Region labeling records:
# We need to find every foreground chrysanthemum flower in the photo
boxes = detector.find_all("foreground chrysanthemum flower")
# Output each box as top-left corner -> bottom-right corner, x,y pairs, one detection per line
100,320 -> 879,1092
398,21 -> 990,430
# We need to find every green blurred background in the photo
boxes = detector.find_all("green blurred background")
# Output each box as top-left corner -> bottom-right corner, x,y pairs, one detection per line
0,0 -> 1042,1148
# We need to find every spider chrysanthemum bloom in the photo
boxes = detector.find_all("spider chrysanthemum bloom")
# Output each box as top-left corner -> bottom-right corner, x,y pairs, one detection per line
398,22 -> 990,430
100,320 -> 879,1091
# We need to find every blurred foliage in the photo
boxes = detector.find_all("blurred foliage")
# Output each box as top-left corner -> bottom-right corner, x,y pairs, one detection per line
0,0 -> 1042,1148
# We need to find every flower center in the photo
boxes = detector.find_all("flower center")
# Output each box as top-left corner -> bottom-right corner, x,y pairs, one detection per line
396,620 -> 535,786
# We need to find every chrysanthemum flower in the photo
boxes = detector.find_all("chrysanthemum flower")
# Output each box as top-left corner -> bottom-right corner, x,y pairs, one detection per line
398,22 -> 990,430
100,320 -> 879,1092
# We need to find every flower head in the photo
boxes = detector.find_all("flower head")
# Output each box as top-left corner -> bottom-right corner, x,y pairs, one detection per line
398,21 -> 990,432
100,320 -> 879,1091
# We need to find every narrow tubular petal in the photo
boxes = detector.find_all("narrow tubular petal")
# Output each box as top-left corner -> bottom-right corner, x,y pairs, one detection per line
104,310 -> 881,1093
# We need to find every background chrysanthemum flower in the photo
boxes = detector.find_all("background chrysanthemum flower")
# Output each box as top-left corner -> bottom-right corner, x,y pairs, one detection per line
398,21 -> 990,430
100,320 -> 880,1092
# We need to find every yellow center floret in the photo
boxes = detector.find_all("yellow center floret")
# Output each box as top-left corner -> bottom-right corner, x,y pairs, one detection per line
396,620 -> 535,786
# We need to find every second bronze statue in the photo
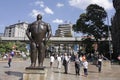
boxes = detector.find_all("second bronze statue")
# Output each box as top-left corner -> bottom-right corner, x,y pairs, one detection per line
26,14 -> 52,67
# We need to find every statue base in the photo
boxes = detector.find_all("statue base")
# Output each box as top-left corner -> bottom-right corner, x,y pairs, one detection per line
102,60 -> 111,72
23,67 -> 47,80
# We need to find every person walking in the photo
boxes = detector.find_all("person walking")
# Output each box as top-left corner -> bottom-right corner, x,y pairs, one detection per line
63,53 -> 69,74
50,55 -> 55,68
8,54 -> 12,67
97,55 -> 102,72
57,54 -> 61,69
83,60 -> 88,77
75,54 -> 80,75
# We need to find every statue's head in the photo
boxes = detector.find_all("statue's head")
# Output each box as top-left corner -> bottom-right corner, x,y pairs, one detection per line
113,0 -> 120,11
37,14 -> 42,20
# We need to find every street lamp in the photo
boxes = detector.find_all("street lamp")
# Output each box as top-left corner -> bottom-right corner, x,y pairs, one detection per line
107,15 -> 112,60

= WORK INSTRUCTIONS =
Reproduce the listing from the line containing "# We need to find every statue's" through its final line, including both ends.

= RESULT OF THE TASK =
# We need to find every statue's head in the photo
boxes = detector.find_all("statue's head")
# Output each box as top-left corner -> bottom-right corner, x,y pairs, one detection per line
113,0 -> 120,11
37,14 -> 42,20
# We need to find every street lamp in the photo
boxes = detector.find_all("street lamp")
# Output each box as top-left corner -> bottom-right corner, x,y pairs, one detection per line
107,15 -> 112,60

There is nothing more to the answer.